WHAT YOU HAVE TO DO:
Reproduce the material below word for word, keeping every line in its original order.

SOURCE MATERIAL:

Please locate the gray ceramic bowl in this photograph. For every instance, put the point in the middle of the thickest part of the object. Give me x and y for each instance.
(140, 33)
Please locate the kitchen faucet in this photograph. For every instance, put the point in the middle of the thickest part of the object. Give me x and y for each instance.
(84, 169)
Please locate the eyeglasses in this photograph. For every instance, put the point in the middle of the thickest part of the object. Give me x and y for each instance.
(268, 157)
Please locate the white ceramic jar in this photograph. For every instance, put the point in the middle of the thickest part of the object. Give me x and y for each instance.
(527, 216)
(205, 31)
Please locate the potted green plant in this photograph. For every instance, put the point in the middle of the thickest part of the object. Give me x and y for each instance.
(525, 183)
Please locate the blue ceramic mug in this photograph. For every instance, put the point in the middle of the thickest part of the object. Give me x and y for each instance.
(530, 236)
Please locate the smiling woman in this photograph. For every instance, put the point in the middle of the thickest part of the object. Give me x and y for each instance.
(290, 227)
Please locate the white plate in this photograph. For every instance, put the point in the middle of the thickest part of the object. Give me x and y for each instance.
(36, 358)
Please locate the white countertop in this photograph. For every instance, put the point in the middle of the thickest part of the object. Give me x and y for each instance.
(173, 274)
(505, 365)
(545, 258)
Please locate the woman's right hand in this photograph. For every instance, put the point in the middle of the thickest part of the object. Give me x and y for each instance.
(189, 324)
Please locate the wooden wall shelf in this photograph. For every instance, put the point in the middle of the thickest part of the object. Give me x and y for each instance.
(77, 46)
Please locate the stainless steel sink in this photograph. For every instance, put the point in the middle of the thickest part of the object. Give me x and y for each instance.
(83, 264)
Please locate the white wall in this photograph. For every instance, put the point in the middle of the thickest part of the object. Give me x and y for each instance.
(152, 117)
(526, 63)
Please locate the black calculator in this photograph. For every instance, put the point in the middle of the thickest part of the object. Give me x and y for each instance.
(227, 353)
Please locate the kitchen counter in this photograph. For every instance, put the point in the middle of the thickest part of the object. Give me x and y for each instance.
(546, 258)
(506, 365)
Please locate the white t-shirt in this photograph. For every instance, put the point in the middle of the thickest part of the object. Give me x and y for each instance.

WRITTEN SOLUTION:
Please locate the gray ceramic bowl in this photograph. For every instance, put the point in the middle of the thickest part of the object. Give me x and y for each instance.
(140, 33)
Please locate the kitchen faucet in this photograph. For every instance, put the point in the middle of the thickest part of the object. Give me x and y for each instance.
(84, 169)
Please locate the eyeglasses in this photograph. For every instance, put the point in the middle of the thickest part of the object. Give me x and y for each instance.
(268, 157)
Please locate the white ceramic jar in this photograph. For every instance, put the point in the middle of the thickest part of the object. Give me x and y for each instance.
(527, 216)
(205, 31)
Please locate the potted green plant in this photograph. For every instance, put the point in the middle of the thickest part of the object. Give me x and y for each instance.
(525, 183)
Please locate the blue ceramic mug in this photograph. For every instance, put the point in the middle of the thickest part of the object. Give me x and y for each instance.
(530, 236)
Please locate the smiling woman in this photograph. For every instance, put the point in the middle of the thickest part of the object. Give me x and y for each instance.
(290, 227)
Please locate the white plate in this photograph. For every instance, put the point in the middle of the thickest part of the object. Give me x and y for each instance.
(36, 358)
Please locate the white countertop in this photograph. For every instance, put the point in the middle of the thickest part of the object. Give me x and y for each instance.
(173, 274)
(505, 365)
(545, 258)
Please locate the woman's right hand in this photograph. For every instance, put the point in the middle of the thickest part of the object. Give me x and y for each instance.
(189, 324)
Please locate the wooden wall shelf in this photograph. For every instance, put the point in the middle of the thickest part of the object. Give me x and y for each instance.
(77, 46)
Please locate the stainless steel sink in this photograph. For every instance, put the point in the middle of the thickest part of the object. Give me x and y for each instance.
(83, 264)
Please locate the white wall in this photograph. For every instance, put the point in the middle of the thickest part of the object. Give me x and y for each instance.
(152, 117)
(526, 63)
Please locate the black calculator in this photograph. For every instance, put the point in the middle of the thickest part of the object. Give me x and y for each instance.
(227, 353)
Please locate the kitchen counter in this photograph. For every instance, put the point in the middle of the thickest part of the object. Give me x and y for each instance.
(546, 258)
(506, 365)
Please locate the white t-shirt in this photograph. For every instance, put the point in the middle of the thickest part of the object. Give me x and y for each instance.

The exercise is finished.